## Request:
Pick out every line in the records below that contains the string "light", matching case exactly, and copy each one.

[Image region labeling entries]
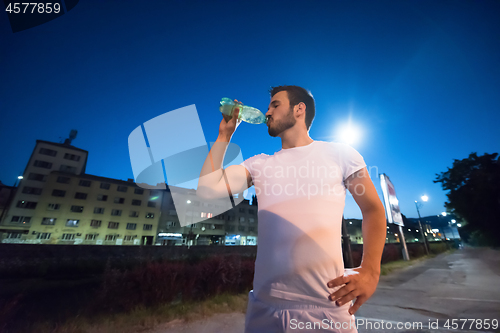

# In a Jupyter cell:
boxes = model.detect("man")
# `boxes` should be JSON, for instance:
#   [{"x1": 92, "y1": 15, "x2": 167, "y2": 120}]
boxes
[{"x1": 198, "y1": 86, "x2": 386, "y2": 333}]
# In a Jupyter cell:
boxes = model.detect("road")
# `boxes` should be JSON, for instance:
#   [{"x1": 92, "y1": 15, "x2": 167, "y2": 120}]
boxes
[{"x1": 150, "y1": 248, "x2": 500, "y2": 333}]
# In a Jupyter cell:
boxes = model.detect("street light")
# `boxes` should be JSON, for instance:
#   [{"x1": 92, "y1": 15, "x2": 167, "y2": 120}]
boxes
[
  {"x1": 14, "y1": 176, "x2": 23, "y2": 187},
  {"x1": 415, "y1": 195, "x2": 429, "y2": 255}
]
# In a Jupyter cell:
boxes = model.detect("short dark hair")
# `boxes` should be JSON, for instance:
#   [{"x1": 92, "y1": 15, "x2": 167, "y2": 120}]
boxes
[{"x1": 269, "y1": 85, "x2": 316, "y2": 130}]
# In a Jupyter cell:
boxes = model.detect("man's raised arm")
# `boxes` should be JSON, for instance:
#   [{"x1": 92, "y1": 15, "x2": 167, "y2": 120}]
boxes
[{"x1": 196, "y1": 104, "x2": 252, "y2": 199}]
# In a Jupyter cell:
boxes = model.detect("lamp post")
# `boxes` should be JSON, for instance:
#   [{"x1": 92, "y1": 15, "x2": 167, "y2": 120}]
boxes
[
  {"x1": 415, "y1": 195, "x2": 429, "y2": 255},
  {"x1": 438, "y1": 212, "x2": 450, "y2": 249}
]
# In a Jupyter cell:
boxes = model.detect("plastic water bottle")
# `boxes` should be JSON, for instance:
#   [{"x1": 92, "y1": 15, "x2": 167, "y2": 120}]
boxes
[{"x1": 219, "y1": 97, "x2": 267, "y2": 124}]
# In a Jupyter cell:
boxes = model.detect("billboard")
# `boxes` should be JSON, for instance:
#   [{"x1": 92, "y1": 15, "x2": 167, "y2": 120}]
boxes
[{"x1": 380, "y1": 174, "x2": 404, "y2": 226}]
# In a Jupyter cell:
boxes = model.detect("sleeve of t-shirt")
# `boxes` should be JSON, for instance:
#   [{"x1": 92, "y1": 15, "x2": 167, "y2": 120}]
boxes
[{"x1": 339, "y1": 144, "x2": 366, "y2": 180}]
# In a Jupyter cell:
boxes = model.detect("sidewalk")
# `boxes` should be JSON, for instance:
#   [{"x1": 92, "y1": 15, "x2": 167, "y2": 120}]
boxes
[{"x1": 148, "y1": 248, "x2": 500, "y2": 333}]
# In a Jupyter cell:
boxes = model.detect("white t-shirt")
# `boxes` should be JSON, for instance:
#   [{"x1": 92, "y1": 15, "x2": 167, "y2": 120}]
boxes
[{"x1": 242, "y1": 141, "x2": 366, "y2": 307}]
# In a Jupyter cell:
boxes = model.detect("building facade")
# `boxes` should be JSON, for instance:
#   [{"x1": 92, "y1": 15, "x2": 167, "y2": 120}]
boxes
[{"x1": 0, "y1": 140, "x2": 257, "y2": 246}]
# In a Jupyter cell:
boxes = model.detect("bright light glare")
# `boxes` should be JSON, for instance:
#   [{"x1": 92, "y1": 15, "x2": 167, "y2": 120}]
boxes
[{"x1": 338, "y1": 121, "x2": 361, "y2": 145}]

## Exercise result:
boxes = model.detect("street light")
boxes = model.detect("bright light glare")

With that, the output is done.